## Task instructions
The records below are to be repeated in full, exactly as they are.

## Dataset
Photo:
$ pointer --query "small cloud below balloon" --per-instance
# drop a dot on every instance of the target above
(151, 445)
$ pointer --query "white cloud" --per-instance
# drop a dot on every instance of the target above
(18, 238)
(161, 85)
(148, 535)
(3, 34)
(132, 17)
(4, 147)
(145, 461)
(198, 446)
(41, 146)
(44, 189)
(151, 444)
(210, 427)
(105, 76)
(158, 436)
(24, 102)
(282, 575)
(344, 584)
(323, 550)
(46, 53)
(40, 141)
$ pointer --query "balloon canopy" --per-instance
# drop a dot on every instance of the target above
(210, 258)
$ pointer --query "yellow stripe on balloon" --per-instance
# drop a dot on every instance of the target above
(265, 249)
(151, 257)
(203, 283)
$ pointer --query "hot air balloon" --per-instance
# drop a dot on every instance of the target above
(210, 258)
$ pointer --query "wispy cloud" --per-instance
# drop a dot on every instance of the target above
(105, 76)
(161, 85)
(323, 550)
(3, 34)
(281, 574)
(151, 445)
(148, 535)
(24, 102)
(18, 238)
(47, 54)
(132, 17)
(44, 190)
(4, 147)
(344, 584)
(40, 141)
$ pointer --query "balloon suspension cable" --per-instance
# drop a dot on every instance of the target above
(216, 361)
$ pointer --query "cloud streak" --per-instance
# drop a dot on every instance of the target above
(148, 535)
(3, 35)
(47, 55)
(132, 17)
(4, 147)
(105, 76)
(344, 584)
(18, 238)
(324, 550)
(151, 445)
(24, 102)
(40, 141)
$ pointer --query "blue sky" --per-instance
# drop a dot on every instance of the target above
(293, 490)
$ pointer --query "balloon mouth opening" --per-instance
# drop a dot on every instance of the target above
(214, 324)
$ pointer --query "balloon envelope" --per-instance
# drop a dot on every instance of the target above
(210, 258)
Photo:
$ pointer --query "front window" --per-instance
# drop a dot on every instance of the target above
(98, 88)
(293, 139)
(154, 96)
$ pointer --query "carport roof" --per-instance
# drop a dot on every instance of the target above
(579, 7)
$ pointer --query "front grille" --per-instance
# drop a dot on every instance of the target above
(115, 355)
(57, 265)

## Exercise solution
Photo:
$ pointer --query "small cloud below balloon" --per-instance
# drop a dot on every instance of the target above
(151, 445)
$ pointer --query "white cloud" --per-instance
# drop a dot on every instance of the target above
(18, 238)
(161, 85)
(148, 535)
(3, 34)
(132, 17)
(4, 147)
(145, 461)
(198, 446)
(41, 146)
(44, 189)
(151, 444)
(210, 427)
(105, 76)
(158, 436)
(24, 102)
(282, 575)
(344, 584)
(323, 550)
(46, 53)
(40, 141)
$ pointer --query "balloon canopy" --per-instance
# drop a dot on every instance of the target above
(210, 258)
$ pointer --query "yellow stripe on balloon" --per-instance
# drop a dot on every instance of the target above
(265, 249)
(151, 257)
(203, 283)
$ pointer --query "hot air balloon" --per-instance
# drop a dot on every instance of the target above
(210, 258)
$ pointer --query "wispy cloud" --per-instance
# drop a dot on every instance of the target above
(105, 76)
(161, 85)
(323, 550)
(3, 34)
(281, 574)
(151, 445)
(148, 535)
(24, 102)
(18, 238)
(47, 54)
(132, 17)
(44, 190)
(4, 147)
(344, 584)
(40, 141)
$ pointer --query "balloon suspension cable" --per-instance
# drop a dot on every instance of the target above
(216, 361)
$ pointer --query "cloud streak" --per-instance
# drop a dot on every instance of the target above
(148, 535)
(3, 35)
(47, 55)
(132, 17)
(4, 147)
(105, 76)
(344, 584)
(18, 238)
(324, 550)
(151, 445)
(24, 102)
(40, 141)
$ pointer --query "blue sky" --per-instance
# drop a dot on every instance of the target above
(293, 490)
$ pointer --query "balloon mouth opening" --per-instance
# drop a dot on every instance of the target above
(214, 324)
$ pointer --query "balloon envelope" --per-instance
# drop a dot on every instance of the target above
(210, 258)
Photo:
$ pointer --query "front window" --per-instance
# drop a dot on every instance of the target above
(98, 88)
(293, 139)
(154, 96)
$ pointer --query "carport roof" --per-instance
# drop a dot on every instance of the target above
(579, 7)
$ pointer --query "front grille" --per-instance
# drop a dot on every instance of the target above
(115, 355)
(57, 265)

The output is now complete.